*What the exercise asks*. Rewrite every line from the start of the entries through the line containing "202 31 239 120", requests included. Multiply each bounding box coordinate in the answers by 2.1 and round to whole numbers, with halves rounded up, but leave the numbers in the requests and their format samples unchanged.

## Begin Material for the task

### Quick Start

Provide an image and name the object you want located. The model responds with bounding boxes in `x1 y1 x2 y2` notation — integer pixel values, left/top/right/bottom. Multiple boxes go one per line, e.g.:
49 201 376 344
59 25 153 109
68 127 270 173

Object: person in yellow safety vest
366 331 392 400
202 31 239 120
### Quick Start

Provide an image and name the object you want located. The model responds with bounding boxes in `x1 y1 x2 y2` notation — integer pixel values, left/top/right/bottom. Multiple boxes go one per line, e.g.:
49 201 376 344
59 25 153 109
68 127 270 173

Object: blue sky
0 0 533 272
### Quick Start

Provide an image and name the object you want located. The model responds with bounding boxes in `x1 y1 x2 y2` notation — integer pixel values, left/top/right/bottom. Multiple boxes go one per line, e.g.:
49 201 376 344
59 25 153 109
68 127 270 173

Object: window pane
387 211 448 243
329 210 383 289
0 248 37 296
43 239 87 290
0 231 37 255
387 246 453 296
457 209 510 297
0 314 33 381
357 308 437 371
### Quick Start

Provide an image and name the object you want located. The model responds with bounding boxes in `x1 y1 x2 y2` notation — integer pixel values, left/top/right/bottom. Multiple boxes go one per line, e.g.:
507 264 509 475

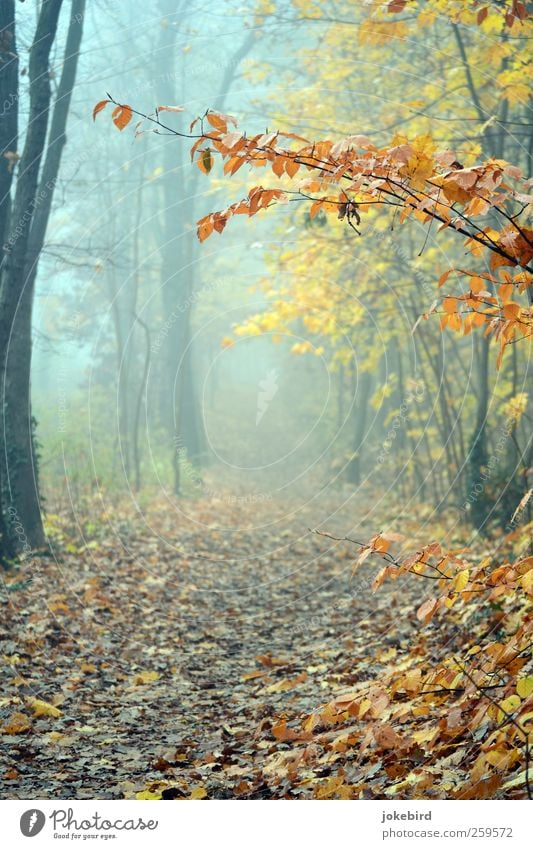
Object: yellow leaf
189 787 207 799
455 569 470 593
134 670 159 684
135 790 163 800
28 699 61 719
516 675 533 699
111 104 133 130
2 711 31 734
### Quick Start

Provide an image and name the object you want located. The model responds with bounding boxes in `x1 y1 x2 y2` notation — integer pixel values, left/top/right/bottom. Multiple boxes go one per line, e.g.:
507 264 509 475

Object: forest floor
0 494 524 799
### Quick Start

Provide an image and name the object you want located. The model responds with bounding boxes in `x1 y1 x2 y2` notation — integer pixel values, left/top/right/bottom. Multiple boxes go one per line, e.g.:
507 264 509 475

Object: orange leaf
111 104 133 130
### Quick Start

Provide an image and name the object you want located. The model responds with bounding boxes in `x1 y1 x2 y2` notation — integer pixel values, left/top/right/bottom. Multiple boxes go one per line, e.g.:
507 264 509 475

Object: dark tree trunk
1 0 85 548
0 0 19 564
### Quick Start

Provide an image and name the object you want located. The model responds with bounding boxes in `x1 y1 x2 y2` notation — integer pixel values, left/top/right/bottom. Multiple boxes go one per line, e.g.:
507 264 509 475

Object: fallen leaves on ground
0 494 533 800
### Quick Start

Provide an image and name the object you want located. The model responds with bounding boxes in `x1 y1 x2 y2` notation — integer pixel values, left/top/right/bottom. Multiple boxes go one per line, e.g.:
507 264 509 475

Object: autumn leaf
133 670 160 686
189 787 207 799
27 698 61 719
2 711 31 734
111 104 133 130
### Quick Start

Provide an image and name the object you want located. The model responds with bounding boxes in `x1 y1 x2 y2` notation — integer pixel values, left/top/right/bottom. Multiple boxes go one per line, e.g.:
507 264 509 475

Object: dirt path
0 494 414 799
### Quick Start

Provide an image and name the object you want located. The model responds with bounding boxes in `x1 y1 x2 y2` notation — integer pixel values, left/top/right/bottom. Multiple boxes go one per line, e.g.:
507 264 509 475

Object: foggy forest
0 0 533 801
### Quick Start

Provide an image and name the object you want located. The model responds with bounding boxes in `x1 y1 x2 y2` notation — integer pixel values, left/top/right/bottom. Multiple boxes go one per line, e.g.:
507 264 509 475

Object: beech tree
0 0 85 554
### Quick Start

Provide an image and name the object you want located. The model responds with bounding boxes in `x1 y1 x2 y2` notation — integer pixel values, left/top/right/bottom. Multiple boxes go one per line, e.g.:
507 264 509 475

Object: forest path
0 494 416 799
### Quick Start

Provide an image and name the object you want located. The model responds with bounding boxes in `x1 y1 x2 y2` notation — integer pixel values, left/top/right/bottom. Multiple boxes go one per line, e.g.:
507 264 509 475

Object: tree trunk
1 0 85 548
346 371 372 485
0 0 19 564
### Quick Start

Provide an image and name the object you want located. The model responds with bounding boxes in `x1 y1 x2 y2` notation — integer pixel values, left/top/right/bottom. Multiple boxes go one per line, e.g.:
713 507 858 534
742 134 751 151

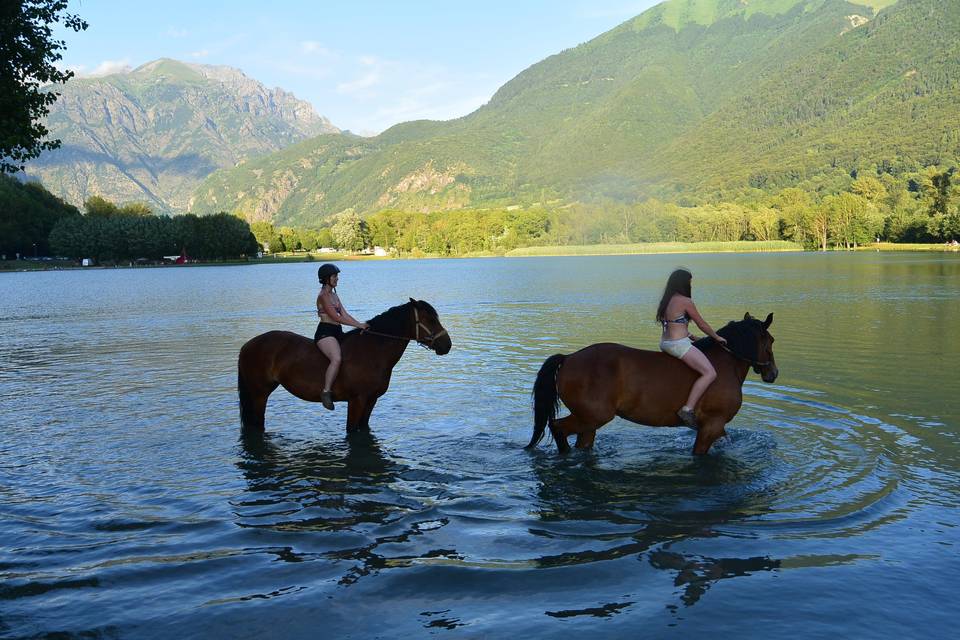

## End Material for the task

*Correct answer*.
### Quick Start

Provide an image and name the object you want located. The model responds with bounding boxes in `x1 y1 x2 y2` notation — integer pixel values, left/top/right/bottom. Multiple boxes go one per line, e.g.:
49 201 376 344
59 25 153 109
68 127 270 173

Object: person in yellow safety vest
769 695 823 840
424 65 502 252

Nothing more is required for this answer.